Lines of data
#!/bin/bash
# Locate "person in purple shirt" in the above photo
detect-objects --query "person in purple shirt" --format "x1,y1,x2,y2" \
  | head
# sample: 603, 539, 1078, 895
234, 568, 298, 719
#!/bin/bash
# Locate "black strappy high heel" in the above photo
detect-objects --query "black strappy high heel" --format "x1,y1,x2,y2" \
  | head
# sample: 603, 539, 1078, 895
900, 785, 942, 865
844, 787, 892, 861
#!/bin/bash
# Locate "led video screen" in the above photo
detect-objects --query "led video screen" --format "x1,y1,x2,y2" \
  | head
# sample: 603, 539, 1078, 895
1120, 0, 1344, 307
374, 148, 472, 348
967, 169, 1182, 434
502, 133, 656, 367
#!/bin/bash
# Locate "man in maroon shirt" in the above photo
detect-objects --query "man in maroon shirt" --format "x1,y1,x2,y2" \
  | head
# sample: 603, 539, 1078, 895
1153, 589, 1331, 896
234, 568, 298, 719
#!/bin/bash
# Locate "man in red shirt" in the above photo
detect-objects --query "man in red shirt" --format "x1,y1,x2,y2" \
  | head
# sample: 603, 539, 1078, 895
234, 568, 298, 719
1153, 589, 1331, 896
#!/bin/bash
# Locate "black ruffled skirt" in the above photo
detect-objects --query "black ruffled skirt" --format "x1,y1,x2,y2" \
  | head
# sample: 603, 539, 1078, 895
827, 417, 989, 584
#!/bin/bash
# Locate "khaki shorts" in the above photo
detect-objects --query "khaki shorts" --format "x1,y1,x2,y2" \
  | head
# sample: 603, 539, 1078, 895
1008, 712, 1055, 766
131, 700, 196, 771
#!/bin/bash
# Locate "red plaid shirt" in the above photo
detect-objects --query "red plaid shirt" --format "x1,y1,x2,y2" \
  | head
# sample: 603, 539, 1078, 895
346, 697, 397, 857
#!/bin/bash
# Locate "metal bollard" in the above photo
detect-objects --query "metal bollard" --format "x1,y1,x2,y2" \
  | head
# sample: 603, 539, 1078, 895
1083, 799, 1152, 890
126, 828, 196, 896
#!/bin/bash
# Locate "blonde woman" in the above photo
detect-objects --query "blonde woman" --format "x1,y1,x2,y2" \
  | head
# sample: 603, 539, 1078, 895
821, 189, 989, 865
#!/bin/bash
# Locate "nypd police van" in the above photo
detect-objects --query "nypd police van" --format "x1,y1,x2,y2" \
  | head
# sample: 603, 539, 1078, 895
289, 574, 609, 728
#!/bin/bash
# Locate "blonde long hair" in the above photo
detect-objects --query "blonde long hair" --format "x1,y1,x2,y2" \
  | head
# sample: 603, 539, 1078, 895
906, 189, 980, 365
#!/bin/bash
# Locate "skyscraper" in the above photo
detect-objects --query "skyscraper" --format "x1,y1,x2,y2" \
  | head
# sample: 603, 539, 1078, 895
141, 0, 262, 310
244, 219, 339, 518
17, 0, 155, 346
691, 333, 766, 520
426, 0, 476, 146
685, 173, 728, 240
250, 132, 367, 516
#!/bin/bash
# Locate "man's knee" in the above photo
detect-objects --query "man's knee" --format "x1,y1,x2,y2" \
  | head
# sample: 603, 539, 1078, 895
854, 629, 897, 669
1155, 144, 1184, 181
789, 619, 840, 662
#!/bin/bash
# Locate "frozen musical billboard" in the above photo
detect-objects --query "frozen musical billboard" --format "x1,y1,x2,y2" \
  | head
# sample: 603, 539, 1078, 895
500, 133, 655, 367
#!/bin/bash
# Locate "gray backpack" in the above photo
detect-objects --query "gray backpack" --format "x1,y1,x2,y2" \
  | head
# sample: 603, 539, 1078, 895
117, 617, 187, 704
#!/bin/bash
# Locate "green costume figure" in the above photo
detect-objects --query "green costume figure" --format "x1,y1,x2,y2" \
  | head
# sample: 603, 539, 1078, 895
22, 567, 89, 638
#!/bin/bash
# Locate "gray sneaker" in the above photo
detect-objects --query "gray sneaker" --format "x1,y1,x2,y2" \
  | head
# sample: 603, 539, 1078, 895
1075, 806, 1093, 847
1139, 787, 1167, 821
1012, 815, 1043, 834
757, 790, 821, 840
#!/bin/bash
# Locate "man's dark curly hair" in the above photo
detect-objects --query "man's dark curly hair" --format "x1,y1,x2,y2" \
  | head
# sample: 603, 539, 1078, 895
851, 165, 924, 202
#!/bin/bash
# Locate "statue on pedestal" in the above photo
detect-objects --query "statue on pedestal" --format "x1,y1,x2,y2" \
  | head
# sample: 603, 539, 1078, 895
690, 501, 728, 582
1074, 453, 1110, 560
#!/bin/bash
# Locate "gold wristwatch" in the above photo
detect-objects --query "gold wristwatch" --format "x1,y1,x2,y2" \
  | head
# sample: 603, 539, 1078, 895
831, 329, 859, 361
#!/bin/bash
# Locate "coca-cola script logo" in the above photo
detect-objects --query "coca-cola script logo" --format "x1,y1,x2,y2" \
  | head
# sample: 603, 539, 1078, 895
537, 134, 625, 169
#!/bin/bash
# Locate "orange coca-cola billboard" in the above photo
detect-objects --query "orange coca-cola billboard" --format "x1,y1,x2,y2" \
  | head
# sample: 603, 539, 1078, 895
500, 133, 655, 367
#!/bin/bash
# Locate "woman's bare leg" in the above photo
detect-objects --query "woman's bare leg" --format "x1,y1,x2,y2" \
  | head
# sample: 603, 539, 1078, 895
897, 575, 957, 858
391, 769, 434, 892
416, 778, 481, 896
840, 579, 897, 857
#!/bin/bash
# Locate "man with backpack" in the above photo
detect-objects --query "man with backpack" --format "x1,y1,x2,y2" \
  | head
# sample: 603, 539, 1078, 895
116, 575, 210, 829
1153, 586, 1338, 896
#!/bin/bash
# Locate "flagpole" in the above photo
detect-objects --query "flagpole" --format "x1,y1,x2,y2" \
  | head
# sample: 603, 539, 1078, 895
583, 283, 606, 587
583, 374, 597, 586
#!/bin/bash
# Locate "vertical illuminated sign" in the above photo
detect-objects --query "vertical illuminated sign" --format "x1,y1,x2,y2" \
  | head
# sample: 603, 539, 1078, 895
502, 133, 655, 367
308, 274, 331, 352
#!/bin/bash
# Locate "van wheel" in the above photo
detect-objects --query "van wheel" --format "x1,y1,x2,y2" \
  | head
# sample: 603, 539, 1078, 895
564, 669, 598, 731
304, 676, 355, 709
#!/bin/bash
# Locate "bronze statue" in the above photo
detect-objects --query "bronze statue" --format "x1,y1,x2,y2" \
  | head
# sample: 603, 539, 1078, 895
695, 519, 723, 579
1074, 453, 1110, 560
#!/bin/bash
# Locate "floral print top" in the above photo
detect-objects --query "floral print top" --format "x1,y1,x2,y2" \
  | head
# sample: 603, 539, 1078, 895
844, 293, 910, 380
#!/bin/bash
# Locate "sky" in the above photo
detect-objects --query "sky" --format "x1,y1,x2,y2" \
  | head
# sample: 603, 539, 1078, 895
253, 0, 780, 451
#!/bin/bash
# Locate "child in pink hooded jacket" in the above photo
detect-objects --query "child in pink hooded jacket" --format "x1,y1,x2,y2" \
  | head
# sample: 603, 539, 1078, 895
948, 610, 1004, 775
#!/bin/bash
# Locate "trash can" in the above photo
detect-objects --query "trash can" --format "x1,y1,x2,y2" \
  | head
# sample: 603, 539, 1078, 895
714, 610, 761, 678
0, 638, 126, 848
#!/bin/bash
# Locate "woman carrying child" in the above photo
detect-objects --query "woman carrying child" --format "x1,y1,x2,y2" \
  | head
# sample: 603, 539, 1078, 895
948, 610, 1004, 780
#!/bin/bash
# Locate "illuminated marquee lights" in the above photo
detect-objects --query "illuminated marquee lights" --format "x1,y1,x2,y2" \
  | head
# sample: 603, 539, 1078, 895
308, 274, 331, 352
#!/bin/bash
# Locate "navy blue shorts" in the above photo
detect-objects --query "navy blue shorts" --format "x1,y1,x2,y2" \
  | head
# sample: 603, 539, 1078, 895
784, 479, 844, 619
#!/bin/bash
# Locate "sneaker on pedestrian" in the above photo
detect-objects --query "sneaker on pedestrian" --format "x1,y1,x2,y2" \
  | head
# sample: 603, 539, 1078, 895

• **Written exercise**
Retype the lines of data exactly, beginning with the first line and stopping after the line that contains "827, 417, 989, 584".

• **Written response**
#!/bin/bash
# Locate "person in purple shirt" in the above photo
detect-objects --query "person in purple shirt" --format "x1,y1,x2,y2" \
  | head
# sample: 603, 539, 1078, 895
234, 568, 298, 719
#!/bin/bash
# Locate "black strappy high heel" in the above photo
detect-objects --query "black strappy high heel" --format "x1,y1,x2,y2" \
  | head
# sample: 603, 539, 1078, 895
900, 785, 942, 865
844, 787, 892, 861
#!/bin/bash
# Locate "led video screen" in the above photo
detect-objects --query "led video screen" --format "x1,y1,x2,y2" \
  | head
# sample: 603, 539, 1078, 895
1120, 0, 1344, 307
374, 148, 472, 348
967, 169, 1182, 434
502, 133, 656, 367
#!/bin/bash
# Locate "man in maroon shirt" in the above photo
detect-objects --query "man in maroon shirt" --format "x1,y1,x2,y2" \
  | head
# sample: 603, 539, 1078, 895
1153, 589, 1331, 896
234, 568, 298, 719
#!/bin/bash
# Locate "man in red shirt" in the above photo
detect-objects --query "man in red shirt" --format "x1,y1,x2,y2" \
  | head
# sample: 603, 539, 1078, 895
234, 568, 298, 719
1153, 589, 1331, 896
#!/bin/bash
# Locate "black ruffled skirt" in the above photo
detect-objects --query "black ruffled skirt" --format "x1,y1,x2,y2" \
  | head
# sample: 603, 539, 1078, 895
827, 417, 989, 584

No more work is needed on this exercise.